→ Entries taken from a collection:
☆ ☆ ☆ ☆ ☆

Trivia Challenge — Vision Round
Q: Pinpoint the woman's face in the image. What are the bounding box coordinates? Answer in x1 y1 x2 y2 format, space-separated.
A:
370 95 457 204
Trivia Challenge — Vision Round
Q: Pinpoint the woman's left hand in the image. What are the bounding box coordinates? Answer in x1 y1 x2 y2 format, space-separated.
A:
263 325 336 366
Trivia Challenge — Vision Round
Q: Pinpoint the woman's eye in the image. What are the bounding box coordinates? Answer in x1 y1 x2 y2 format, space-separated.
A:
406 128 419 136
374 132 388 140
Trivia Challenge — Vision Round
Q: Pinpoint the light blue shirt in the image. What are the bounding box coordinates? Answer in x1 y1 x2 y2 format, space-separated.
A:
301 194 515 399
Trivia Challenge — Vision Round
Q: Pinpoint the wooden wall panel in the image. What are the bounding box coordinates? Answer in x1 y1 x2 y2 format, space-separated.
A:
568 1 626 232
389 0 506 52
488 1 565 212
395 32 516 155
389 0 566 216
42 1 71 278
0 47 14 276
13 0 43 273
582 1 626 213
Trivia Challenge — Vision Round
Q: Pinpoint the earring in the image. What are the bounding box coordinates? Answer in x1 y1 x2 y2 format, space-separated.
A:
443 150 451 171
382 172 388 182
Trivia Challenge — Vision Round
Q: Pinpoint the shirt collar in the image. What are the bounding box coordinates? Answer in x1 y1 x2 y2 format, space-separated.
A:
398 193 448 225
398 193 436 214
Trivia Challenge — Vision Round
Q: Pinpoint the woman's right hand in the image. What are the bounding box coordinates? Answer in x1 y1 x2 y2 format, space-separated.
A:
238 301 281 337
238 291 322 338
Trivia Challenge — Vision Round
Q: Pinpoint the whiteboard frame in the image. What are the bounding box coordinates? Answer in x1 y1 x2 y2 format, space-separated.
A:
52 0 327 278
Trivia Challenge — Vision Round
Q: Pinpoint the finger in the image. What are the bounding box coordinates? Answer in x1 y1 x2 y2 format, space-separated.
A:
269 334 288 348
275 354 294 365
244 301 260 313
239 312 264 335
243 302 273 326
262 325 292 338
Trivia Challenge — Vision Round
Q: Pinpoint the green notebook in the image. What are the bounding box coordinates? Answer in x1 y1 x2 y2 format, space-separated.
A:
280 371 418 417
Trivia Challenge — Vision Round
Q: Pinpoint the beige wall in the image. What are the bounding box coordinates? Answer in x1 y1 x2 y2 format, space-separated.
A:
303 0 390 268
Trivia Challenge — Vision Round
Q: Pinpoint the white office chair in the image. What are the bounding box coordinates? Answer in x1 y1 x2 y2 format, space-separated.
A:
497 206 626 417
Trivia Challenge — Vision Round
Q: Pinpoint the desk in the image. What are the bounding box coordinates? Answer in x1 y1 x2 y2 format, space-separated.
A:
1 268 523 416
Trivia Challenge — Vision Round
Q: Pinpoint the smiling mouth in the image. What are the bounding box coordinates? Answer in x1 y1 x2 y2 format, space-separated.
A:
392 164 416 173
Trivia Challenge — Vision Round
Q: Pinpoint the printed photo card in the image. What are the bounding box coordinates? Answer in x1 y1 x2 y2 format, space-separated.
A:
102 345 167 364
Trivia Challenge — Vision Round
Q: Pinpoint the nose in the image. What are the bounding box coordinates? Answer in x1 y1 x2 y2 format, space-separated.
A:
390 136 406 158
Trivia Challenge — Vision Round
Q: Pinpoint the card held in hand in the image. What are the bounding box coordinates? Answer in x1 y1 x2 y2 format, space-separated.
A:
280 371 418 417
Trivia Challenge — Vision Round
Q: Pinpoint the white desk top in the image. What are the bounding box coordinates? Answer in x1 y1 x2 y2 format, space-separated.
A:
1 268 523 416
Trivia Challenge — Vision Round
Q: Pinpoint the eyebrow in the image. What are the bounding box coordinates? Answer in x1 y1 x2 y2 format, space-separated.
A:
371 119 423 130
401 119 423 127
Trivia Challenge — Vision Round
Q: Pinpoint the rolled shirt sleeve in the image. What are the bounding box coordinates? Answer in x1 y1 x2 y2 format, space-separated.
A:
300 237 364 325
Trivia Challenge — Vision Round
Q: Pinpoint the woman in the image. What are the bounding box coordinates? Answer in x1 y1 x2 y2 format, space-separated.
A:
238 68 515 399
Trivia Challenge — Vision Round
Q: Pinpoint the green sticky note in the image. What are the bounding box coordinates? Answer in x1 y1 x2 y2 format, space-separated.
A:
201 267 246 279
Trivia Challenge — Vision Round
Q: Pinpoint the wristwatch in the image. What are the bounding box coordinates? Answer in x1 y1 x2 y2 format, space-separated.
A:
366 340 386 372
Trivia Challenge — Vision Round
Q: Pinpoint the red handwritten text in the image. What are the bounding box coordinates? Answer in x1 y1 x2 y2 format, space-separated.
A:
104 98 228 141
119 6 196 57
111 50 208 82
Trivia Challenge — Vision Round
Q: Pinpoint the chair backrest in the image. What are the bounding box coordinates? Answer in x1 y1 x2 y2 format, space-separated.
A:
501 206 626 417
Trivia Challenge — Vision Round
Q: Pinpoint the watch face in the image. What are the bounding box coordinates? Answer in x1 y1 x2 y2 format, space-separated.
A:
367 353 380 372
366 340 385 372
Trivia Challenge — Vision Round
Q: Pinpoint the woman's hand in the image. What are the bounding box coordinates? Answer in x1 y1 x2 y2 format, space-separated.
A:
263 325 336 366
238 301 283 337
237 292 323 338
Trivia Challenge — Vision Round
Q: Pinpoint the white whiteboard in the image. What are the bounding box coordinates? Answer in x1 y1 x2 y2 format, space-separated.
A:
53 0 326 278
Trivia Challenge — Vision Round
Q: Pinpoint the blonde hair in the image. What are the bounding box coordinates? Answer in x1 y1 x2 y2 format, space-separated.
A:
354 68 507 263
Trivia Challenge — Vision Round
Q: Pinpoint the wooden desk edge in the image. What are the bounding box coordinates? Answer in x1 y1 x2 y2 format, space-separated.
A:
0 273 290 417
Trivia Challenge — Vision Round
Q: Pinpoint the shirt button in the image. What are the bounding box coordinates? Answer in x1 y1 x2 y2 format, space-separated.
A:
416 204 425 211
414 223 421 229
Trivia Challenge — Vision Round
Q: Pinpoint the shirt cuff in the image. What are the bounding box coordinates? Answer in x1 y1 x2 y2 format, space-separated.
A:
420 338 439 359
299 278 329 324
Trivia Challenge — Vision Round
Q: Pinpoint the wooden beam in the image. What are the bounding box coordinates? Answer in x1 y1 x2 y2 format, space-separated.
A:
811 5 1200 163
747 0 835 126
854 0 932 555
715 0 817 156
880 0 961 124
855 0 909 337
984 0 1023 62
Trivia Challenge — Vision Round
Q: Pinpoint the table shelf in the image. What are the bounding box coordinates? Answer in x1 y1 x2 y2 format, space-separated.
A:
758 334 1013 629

☆ ☆ ☆ ☆ ☆

→ GOAL OF THE EXERCISE: Retype the data in full, precisely as given.

→ RESPONSE TO THIS EXERCISE:
Trivia Challenge — Vision Round
Q: Pinpoint the woman's face in the image. What are the bounding box coordinates? Answer in x1 y1 x2 y2 format, space-separated.
A:
370 95 457 204
Trivia Challenge — Vision Round
Q: Pinpoint the woman's left hand in the image. What are the bounding box coordinates? Answer in x1 y1 x2 y2 format, space-separated.
A:
263 325 336 366
Trivia Challenge — Vision Round
Q: Pinpoint the woman's eye in the image. What are the bounding box coordinates? Answer in x1 y1 x2 y2 format, space-separated.
A:
406 128 419 136
374 132 388 140
Trivia Challenge — Vision Round
Q: Pinpoint the light blue shirt in the image. What are the bounding box coordinates? Answer in x1 y1 x2 y2 format, space-separated.
A:
301 194 515 399
Trivia Challenge — Vision Round
Q: Pinpoint the wooden wall panel in the image. What are the bounding box coordinates? Answer in x1 y1 x2 y2 format, space-separated.
A:
568 1 626 232
389 0 506 52
488 1 565 212
395 32 516 155
389 0 566 216
42 1 71 278
0 47 14 276
13 0 43 273
582 1 626 213
Trivia Challenge — Vision Round
Q: Pinpoint the earring in the image. What are the bounding box coordinates? Answer in x1 y1 x2 y2 format, space-separated.
A:
443 150 451 171
382 172 388 182
Trivia Challenge — Vision Round
Q: Pinpoint the shirt collar in the image. What are the bounding box coordinates? Answer in x1 y1 x2 y2 format, space-separated.
A:
398 193 448 225
398 193 436 214
Trivia Challenge — Vision Round
Q: Pinpoint the woman's right hand in the image. What are the bounding box coordinates? Answer in x1 y1 x2 y2 format, space-separated.
A:
238 301 281 337
238 291 322 338
Trivia Challenge — Vision Round
Q: Pinpoint the whiteboard frame in the image. What are the bounding box coordinates? Answer in x1 y1 x2 y2 format, space-separated.
A:
52 0 327 278
Trivia Challenge — Vision Round
Q: Pinpoint the finger in the image. What are the bounding box coordinates? Answer in x1 y1 x2 y2 format, space-separated.
A:
269 334 288 348
275 354 294 365
244 301 260 313
239 312 264 335
243 302 273 326
262 325 292 338
Trivia Challenge — Vision Round
Q: Pinpoint the green notebook in the image. What are the bounding box coordinates? Answer in x1 y1 x2 y2 format, space-separated.
A:
280 371 418 417
Trivia Challenge — Vision Round
Q: Pinpoint the beige wall in the image. What are the bounding box coordinates? Answer in x1 y1 x2 y2 format, space-separated.
A:
303 0 390 268
Trivia Challenge — Vision Round
Q: Pinpoint the white office chair in the image. What are the bounding box coordinates? Answer in x1 y1 x2 y2 format, space-separated.
A:
497 206 626 417
Trivia Challenge — Vision Round
Q: Pinpoint the desk in the image. What are the bounding box coordinates? Answer in x1 y1 x2 y2 format, space-separated.
A:
1 268 523 416
Trivia Challenge — Vision Round
Q: Pinpoint the smiling mouth in the image. What are the bounding box coordinates? Answer in x1 y1 x2 y2 format, space-separated.
A:
392 164 416 173
Trivia Challenge — Vision Round
Q: Pinpoint the printed photo card in the image. What are the bounding box coordinates? Answer in x1 y1 x2 y2 format, space-separated.
A:
102 345 167 364
Trivia Challenge — Vision Round
Q: Pinpoint the nose in the image. What are the bounding box coordinates? Answer in x1 y1 x2 y2 format, space-separated.
A:
390 136 406 158
Trivia Challenge — Vision Round
Q: Pinpoint the card held in hand in the image. What are the bounding box coordinates? Answer in x1 y1 x2 y2 format, space-separated.
A:
280 371 418 417
Trivia Challenge — Vision Round
Q: Pinpoint the white desk top in the image. What are the bounding box coordinates? Answer in x1 y1 x2 y2 format, space-separated.
A:
1 268 523 416
Trivia Challenge — Vision Round
Q: Pinpoint the eyebrow in the image. What are the bounding box coordinates? Answer in x1 y1 x2 y2 format, space-separated.
A:
371 119 423 130
401 119 423 127
Trivia Challenge — Vision Round
Q: Pinpoint the rolled shirt sleeve in the image. What are the bounding box coordinates? Answer in x1 y1 x2 y2 format, space-separated.
A:
300 237 364 325
Trivia Challenge — Vision Round
Q: Pinpoint the woman in the image. What are the bounding box coordinates? Answer in x1 y1 x2 y2 format, space-separated.
A:
238 68 515 399
Trivia Challenge — Vision Round
Q: Pinpoint the green sticky note in the image. What are the bounding box coordinates? Answer in x1 y1 x2 y2 format, space-separated.
A:
201 267 246 279
Trivia Challenge — Vision Round
Q: Pinpoint the wristwatch in the image. What are the bounding box coordinates? Answer in x1 y1 x2 y2 format, space-separated.
A:
366 340 386 372
Trivia Challenge — Vision Round
Q: Pinpoint the red handwritten text in the image. What are the bounding box coordinates? Answer in x1 y1 x2 y2 format, space-separated.
A:
104 98 228 141
119 6 196 57
111 50 208 82
Trivia Challenge — Vision Round
Q: Pinpoint the chair backrest in the image. What are the bounding box coordinates? Answer in x1 y1 x2 y2 format, space-separated.
A:
501 206 626 417
Trivia Challenge — Vision Round
Q: Pinpoint the watch face in the image. What are the bounding box coordinates? Answer in x1 y1 x2 y2 format, space-separated.
A:
367 353 380 372
366 340 385 372
Trivia Challenge — Vision Round
Q: Pinpoint the woman's hand in the image. What are the bounding box coordinates? Answer in x1 y1 x2 y2 format, space-separated.
A:
263 325 336 366
238 301 283 337
237 292 323 338
Trivia Challenge — Vision Round
Q: Pinpoint the white whiteboard in the image. What are the bounding box coordinates? Answer in x1 y1 x2 y2 format, space-separated.
A:
53 0 326 278
Trivia Challenge — Vision Round
Q: Pinpoint the blonde hair in the image. What are the bounding box coordinates? Answer in x1 y1 x2 y2 format, space-separated.
A:
354 68 507 263
Trivia Challenge — Vision Round
Q: Pinpoint the wooden desk edge in the image. What are the bounding box coordinates? Answer in x1 y1 x2 y2 format, space-separated.
A:
0 273 290 417
Trivia Challenge — Vision Round
Q: Pinpoint the shirt button in the image. What are the bounding box coordinates? Answer in x1 y1 x2 y2 format, space-separated.
A:
416 204 425 211
414 223 421 229
Trivia Challenge — Vision Round
Q: Pinpoint the shirt cuff in the image. What are the bounding box coordinates? Answer in x1 y1 x2 y2 format, space-separated.
A:
420 338 439 359
299 278 329 324
Trivia Challenge — Vision Round
Q: Pinpoint the wooden beam in the image. What are the bounding box coordinates? Answer in x1 y1 x2 y2 format, space-separated.
A:
811 5 1200 163
747 0 835 126
854 0 932 555
715 0 817 156
880 0 961 124
855 0 909 337
984 0 1023 62
Trivia Challenge — Vision Round
Q: Pinpoint the table shelf in the image. What are the bounding box coordinates? Answer in x1 y1 x2 y2 format, space-separated.
A:
758 334 1013 629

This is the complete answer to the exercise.